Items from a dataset
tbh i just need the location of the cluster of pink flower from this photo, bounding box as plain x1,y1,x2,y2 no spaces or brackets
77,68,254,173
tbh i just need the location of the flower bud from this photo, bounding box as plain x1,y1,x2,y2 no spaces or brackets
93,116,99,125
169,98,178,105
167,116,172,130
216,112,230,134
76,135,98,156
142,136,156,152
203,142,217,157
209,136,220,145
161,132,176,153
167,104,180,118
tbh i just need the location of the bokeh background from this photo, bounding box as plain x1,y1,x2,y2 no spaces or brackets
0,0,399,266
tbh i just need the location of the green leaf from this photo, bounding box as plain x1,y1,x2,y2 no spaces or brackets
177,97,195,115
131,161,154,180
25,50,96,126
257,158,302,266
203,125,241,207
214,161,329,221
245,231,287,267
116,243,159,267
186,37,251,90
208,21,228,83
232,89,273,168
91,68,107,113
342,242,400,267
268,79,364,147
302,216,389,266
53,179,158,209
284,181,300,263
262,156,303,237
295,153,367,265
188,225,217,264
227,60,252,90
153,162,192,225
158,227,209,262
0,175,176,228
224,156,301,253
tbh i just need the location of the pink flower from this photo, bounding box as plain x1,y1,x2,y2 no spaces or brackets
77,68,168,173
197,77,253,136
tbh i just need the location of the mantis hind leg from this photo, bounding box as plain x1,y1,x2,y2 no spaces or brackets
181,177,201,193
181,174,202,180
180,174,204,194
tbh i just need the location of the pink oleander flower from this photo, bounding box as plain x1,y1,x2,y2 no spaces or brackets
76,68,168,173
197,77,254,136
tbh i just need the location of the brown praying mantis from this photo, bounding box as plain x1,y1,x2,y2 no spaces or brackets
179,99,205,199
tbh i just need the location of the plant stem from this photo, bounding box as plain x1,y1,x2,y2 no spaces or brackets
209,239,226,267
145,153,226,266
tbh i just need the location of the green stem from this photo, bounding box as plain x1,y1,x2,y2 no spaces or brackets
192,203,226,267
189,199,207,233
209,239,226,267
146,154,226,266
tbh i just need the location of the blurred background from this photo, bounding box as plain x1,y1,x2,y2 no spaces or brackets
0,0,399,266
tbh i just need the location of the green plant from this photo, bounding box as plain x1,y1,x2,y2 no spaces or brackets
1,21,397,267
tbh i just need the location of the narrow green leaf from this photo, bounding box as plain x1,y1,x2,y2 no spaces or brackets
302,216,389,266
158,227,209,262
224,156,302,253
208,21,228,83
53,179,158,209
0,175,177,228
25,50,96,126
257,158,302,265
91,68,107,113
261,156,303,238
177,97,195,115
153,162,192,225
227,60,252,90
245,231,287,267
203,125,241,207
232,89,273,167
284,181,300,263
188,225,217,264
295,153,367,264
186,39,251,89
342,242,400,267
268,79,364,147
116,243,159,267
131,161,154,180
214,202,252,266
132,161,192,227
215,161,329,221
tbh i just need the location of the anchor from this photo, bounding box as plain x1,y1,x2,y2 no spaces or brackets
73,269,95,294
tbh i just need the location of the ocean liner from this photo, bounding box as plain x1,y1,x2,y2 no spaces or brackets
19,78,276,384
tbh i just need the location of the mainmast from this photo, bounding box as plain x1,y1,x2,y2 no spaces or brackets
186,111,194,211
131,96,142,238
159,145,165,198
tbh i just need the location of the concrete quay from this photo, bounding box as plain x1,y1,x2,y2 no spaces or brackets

## What to produce
Copy out every record exactly; leave nothing out.

## Exercise response
tbh i just need the location of the cluster of pink flower from this photo, bounding box as plain x1,y1,x2,y2 no spaces or brackets
77,68,254,173
tbh i just need the location of the flower bud from this photo, bounding box as plain x1,y1,x2,y2 no spaces or brackets
93,116,99,125
169,98,178,105
167,116,172,130
216,112,230,134
76,135,98,156
142,136,156,152
203,142,217,157
209,136,220,145
161,132,176,153
167,104,180,118
tbh i just need the location of the bokeh background from this photo, bounding box as plain x1,y1,x2,y2 no spaces or brackets
0,0,399,266
tbh i just need the location of the green leaf from this photo, bounding box as plain x1,y1,x2,y2 no spaces or brackets
177,97,195,115
131,161,154,180
25,50,96,126
257,158,302,266
203,125,241,207
214,161,329,221
245,231,287,267
116,243,159,267
186,37,251,90
208,21,228,83
232,89,273,168
91,68,107,113
342,242,400,267
268,79,364,147
302,216,389,266
53,179,158,209
284,181,300,263
262,156,303,237
295,153,367,265
188,225,217,264
227,60,252,90
153,162,192,225
158,227,209,262
0,175,176,228
224,156,301,253
tbh i just need the location of the pink flower from this photo, bounding box as plain x1,y1,x2,y2 no spaces or brackets
77,68,168,173
197,77,253,136
tbh i just need the location of the mantis hind leg from this photo, bounding box as plain x1,y1,x2,y2 no spaces or brackets
181,177,201,193
181,174,202,180
180,174,204,194
tbh i just need the location of the pink oleander flower from this photo, bounding box as plain x1,y1,x2,y2 no spaces or brackets
76,68,168,173
197,77,254,136
tbh i just need the location of the brown praying mantis from this photo, bounding box as plain x1,y1,x2,y2 no spaces or brackets
179,99,205,199
tbh i just need the location of the plant stem from this photo, bounding box as plain x1,y1,x2,y2 no spaces or brackets
209,239,226,267
145,153,226,266
tbh i just need the location of the green stem from this photo, bounding box as plain x1,y1,x2,y2 no spaces or brackets
192,203,226,267
189,199,207,233
209,239,226,267
146,154,226,266
tbh i just need the location of the blurred background from this photo, bounding box as plain x1,y1,x2,y2 no spaces or brackets
0,0,399,266
tbh i just need the location of the green plant from this photo, bounding box as plain x1,y1,x2,y2 no spaces or brackets
1,21,397,267
tbh i just need the location of the narrow green leaf from this photo, bounding box as plain x1,y1,x2,y2 no spaces or brackets
302,216,389,266
158,227,209,262
224,156,302,253
208,21,228,83
53,179,158,209
0,175,177,228
25,50,96,126
257,158,302,265
91,68,107,113
261,156,303,238
177,97,195,115
153,162,192,225
227,60,252,90
245,231,287,267
203,125,241,207
232,89,273,167
284,181,300,263
188,225,217,264
295,153,367,264
186,39,251,89
342,242,400,267
268,79,364,147
116,243,159,267
131,161,154,180
214,202,252,266
132,161,192,227
215,161,329,221
tbh i just need the location of the anchor from this photo, bounding box as plain x1,y1,x2,y2 no spaces or brackets
73,269,95,294
tbh i just need the location of the ocean liner from this photo, bounding box as plain x1,y1,x2,y2 no spaces or brackets
19,78,276,384
tbh i just need the location of the mainmast from this photo, bounding box as plain x1,y1,x2,y2 no spaces or brackets
186,111,194,211
131,96,142,238
159,145,165,198
tbh i just need the location of the concrete quay from this photo, bounding box as plain x1,y1,x2,y2 no spaces or brackets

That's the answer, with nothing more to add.